Work instruction – In the news report below on Ghana's economic hardship, what did the Government, the IMF and the World Bank mainly blame the hardship on?

Quoted passage –
Economic Hardship: Ghana needs national consensus on solutions

By Francis Ntow  

Accra, Oct 23, GNA – Two former presidential aspirants and a private legal practitioner have  called for a national consultative dialogue to find lasting solutions to the country’s economic challenges.  

The Government, International Monetary Fund (IMF) and the World Bank, have attributed Ghana’s economic hardship mainly to the aftermath of the COVID-19 pandemic and the Russia-Ukraine war.   

Dr Abu Sakara Foster, the Convention People’s Party (CPP) Presidential Candidate in the 2012 elections, Mr Jacob Osei Yeboah, an Independent Presidential Candidate in the 2020 elections, and Mr Martin Kpebu, a private legal Practitioner, in a discussion on a local television station on Saturday said the country needed a consensus to surmount the challenges.    

Dr Abu Sakara, who is the Founder of the National Interest Movement – a non-partisan civil society platform, said Ghana had reached a point where the ideas of political parties alone could not solve its challenges.  

He said: “Drastic situation requires drastic measures, and we need to call for a national meeting to build consensus on, which way to go. We must accept and admit that no one group of people in Ghana can solve the problems.”   

 “We have a crisis, and we must first contain it by accepting that it’s a collective work to solve the situation. We must come together, build consensus, face reality and come up with long term plan,” Dr Abu Sakara, emphasised.   

He called for a fundamental reform to the constitution to bind Governments to go by the country’s long-term national development plan for inclusive and sustainable growth.   

On governance, he called for a shift from the attitude of “borrowing to spend” to having a prudent and fiscally disciplined economy that invested in agriculture and manufacturing.   

“We must grow the economy through agriculture and manufacturing and adjust trade and investment policies into these areas. There must be an underlying conveyor belt to transition small-scale farms and agribusinesses into medium-scale and large-scale in the long term,” the Agronomist said.   

Also speaking on reforms, Mr Yeboah said the time had come for Ghana to make changes to the 1992 constitution, which he noted had some defects that Government in power exploited to their advantage.   

“We need to change the constitution, until the constitution is changed, we can’t develop. The NDC (National Democratic Congress) and the NPP (New Patriotic Party) are benefiting from the defects in the Constitution,” he said.   

Mr Kpebu called for a constitutional process to remove both President Nana Addo Dankwa Akufo-Addo and his Vice, Dr Mahamudu Bawumia, from office, stressing that they had failed to fulfil the Article 36 requirement of the constitution.   

Article 36 (1) states that: “The State shall take all necessary action to ensure that the national economy is managed in such a manner as to maximize the rate of economic development and to secure the maximum welfare, freedom and happiness of every person in Ghana and to provide adequate means of livelihood and suitable employment and public assistance to the needy.”   

Mr Kpebu said: “The President and the Vice President should go, and there should be a buffer of experts constituted to support the Speaker of Parliament who will then take over as President because he is from the other side of the political divide.”   

“We need a Kumepreko demonstration and then Parliament takes up from there. One third of MPs (Member of Parliament), let’s make the efforts to remove Akufo-Addo from office otherwise it will be an indictment on all of us,” the private legal practitioner said.   

The Government has admitted to the economic hardship and confident that measures taken and the ongoing negotiations with the IMF for a loan support programme would help alleviate the sufferings of Ghanaians in the shortest time possible.

Source data
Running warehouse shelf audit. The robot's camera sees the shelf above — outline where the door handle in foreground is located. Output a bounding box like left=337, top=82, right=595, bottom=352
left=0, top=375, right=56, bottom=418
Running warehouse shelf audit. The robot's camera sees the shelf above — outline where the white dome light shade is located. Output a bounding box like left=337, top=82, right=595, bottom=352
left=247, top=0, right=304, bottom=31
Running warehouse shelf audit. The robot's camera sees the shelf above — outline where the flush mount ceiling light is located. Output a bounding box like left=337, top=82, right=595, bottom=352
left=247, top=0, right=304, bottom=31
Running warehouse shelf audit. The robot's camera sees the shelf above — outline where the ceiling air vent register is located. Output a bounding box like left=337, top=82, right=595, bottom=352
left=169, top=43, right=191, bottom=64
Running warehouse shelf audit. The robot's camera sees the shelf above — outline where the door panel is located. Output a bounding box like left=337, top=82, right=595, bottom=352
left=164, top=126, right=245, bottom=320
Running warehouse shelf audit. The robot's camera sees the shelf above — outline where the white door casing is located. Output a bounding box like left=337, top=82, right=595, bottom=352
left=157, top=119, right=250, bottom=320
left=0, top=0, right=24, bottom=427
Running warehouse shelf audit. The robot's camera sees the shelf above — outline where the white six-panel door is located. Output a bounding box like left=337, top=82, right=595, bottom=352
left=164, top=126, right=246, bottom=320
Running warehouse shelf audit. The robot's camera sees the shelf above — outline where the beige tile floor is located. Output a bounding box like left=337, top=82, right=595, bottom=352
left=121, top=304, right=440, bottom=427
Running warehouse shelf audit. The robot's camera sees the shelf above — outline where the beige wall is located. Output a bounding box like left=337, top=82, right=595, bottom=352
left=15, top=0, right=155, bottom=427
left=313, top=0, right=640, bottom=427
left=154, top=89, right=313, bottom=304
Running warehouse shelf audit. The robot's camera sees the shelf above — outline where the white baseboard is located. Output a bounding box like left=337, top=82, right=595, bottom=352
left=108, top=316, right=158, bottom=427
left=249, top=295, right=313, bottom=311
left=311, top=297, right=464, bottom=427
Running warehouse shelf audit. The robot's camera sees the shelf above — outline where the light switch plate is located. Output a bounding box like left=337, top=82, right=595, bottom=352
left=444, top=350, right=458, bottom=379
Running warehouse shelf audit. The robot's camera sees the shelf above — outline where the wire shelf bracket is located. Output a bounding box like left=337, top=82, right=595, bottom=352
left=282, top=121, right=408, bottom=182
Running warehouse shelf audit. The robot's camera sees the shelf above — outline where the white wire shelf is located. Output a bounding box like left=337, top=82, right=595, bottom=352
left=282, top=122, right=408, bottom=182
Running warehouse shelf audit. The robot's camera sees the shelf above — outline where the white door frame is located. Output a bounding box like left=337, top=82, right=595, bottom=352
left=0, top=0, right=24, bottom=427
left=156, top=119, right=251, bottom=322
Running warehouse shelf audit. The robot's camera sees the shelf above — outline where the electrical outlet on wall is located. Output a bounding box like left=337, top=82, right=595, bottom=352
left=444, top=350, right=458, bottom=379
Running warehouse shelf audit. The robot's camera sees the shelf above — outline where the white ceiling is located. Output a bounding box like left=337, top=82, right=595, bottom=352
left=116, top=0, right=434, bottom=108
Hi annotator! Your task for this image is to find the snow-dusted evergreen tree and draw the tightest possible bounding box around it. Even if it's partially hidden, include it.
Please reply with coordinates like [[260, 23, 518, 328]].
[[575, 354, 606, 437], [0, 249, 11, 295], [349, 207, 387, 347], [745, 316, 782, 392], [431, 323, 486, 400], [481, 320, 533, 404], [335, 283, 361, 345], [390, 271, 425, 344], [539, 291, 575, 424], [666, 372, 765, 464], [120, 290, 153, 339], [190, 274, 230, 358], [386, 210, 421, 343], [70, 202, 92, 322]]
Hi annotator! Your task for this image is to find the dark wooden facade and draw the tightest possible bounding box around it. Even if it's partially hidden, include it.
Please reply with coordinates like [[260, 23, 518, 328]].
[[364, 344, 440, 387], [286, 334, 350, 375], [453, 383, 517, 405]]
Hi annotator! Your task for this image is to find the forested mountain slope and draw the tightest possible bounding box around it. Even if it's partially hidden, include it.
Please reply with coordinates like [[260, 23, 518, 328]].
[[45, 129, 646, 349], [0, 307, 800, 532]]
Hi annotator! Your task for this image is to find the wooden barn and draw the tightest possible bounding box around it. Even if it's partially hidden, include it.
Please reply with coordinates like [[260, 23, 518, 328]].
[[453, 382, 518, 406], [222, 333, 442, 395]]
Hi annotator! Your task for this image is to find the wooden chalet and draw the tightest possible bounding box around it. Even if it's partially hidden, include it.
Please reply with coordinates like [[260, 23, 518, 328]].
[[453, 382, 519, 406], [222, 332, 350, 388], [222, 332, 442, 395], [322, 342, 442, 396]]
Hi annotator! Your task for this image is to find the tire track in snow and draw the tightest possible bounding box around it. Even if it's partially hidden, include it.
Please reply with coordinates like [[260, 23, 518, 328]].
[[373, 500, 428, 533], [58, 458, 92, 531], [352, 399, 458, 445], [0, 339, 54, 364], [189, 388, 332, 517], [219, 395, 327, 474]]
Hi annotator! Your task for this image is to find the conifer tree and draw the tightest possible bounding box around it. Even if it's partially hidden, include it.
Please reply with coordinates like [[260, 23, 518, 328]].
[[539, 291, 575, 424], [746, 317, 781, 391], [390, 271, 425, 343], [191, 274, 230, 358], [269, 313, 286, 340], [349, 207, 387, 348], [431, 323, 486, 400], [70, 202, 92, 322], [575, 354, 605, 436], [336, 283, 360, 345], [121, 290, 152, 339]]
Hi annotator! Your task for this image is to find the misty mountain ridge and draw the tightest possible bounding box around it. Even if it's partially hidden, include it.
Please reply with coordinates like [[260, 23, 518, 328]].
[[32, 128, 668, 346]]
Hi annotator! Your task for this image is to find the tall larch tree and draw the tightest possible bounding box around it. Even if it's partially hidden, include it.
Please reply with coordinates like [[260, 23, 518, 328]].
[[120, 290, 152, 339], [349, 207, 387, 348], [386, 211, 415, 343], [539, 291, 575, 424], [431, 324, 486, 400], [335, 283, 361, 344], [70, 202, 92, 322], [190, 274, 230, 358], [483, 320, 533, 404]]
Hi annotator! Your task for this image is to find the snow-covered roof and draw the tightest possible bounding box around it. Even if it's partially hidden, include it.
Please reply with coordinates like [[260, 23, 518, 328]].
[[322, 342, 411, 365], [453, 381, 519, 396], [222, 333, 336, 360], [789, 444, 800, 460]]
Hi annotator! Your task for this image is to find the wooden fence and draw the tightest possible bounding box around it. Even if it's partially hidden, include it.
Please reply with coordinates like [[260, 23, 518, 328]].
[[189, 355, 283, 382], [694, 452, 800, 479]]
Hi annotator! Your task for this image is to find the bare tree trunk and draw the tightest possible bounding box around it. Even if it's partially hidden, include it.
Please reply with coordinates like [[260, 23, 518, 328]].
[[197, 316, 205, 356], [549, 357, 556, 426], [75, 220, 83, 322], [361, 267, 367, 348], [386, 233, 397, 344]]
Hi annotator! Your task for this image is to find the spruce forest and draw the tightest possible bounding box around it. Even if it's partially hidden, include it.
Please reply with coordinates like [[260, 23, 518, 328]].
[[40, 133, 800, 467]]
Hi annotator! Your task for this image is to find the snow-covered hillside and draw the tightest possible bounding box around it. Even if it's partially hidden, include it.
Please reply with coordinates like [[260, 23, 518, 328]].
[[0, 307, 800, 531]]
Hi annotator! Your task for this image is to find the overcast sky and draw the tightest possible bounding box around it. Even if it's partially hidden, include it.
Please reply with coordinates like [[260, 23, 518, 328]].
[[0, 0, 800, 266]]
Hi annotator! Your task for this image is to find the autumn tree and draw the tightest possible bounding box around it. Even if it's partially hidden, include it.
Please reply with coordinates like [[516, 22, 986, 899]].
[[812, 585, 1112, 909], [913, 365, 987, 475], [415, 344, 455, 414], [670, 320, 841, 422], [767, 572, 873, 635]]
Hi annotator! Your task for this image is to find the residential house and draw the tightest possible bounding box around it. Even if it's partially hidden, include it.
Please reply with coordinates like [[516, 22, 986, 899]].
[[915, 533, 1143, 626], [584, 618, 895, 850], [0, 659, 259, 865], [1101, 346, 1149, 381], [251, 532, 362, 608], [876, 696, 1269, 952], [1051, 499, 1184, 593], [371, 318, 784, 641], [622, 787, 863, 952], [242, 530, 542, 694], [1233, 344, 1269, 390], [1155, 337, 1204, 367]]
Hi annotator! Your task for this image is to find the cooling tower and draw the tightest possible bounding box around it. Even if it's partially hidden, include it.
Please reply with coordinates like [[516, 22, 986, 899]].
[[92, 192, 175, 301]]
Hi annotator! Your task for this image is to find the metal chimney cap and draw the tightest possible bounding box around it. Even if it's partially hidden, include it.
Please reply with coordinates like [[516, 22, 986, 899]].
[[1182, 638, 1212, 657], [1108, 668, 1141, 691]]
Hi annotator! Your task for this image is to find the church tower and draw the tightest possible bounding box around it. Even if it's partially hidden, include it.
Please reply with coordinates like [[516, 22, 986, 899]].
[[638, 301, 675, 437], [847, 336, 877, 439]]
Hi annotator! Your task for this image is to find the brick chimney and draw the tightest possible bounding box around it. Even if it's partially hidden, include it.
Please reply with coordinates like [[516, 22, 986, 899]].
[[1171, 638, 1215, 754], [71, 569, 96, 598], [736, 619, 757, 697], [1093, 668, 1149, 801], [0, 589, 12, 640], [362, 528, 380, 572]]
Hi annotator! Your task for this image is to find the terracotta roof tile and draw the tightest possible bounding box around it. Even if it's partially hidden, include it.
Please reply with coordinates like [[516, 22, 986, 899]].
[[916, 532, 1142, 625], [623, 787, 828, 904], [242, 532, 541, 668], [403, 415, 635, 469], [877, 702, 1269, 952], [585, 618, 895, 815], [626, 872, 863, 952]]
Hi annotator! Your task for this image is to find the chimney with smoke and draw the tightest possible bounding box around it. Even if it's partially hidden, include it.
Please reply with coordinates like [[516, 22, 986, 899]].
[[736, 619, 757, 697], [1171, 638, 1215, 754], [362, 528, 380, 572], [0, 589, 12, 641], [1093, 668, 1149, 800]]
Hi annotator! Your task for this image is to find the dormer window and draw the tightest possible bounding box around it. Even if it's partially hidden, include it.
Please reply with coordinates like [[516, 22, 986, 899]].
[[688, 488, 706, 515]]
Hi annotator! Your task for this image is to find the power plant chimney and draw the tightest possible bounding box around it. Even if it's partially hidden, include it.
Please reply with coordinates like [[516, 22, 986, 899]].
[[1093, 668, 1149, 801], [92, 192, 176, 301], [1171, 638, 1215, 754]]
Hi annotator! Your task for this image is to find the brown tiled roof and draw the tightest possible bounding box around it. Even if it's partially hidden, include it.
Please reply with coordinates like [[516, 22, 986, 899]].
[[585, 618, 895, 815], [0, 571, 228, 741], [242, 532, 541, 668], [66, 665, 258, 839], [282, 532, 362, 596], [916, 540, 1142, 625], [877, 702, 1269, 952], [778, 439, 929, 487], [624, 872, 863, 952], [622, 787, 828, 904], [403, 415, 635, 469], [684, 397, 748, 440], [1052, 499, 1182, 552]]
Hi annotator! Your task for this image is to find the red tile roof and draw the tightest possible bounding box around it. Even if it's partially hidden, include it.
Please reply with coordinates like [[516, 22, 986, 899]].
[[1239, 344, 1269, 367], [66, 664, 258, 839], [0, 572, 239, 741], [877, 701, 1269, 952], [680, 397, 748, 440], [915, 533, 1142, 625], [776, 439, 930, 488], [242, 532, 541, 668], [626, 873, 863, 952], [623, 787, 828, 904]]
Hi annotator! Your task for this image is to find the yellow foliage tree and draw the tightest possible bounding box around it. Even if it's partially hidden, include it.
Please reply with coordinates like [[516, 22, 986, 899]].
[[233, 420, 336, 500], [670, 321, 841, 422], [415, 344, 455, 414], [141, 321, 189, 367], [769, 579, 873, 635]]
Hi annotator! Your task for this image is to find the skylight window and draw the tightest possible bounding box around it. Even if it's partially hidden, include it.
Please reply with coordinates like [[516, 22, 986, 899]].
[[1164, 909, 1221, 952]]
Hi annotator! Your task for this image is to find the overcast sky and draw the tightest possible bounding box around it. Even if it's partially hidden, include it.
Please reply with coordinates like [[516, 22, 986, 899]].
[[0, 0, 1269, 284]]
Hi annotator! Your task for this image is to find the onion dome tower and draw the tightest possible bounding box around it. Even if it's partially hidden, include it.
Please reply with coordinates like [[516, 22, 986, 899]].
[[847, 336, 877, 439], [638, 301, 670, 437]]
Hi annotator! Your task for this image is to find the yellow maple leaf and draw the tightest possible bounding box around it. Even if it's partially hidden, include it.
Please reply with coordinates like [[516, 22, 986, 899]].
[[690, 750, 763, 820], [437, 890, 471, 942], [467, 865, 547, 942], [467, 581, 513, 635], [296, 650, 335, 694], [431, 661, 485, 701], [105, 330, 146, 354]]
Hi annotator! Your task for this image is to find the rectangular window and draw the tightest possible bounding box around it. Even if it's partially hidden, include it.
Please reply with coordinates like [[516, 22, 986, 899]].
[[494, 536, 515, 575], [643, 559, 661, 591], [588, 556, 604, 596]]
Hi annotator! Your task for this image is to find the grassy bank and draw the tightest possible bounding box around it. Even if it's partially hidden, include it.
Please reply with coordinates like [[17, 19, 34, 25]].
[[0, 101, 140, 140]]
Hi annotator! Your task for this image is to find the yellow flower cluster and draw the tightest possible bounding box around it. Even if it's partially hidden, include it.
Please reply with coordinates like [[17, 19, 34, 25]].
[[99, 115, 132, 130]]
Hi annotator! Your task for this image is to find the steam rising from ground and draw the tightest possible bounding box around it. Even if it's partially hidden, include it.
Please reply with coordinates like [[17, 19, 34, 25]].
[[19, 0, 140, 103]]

Finished exercise – The aftermath of the COVID-19 pandemic and the Russia-Ukraine war.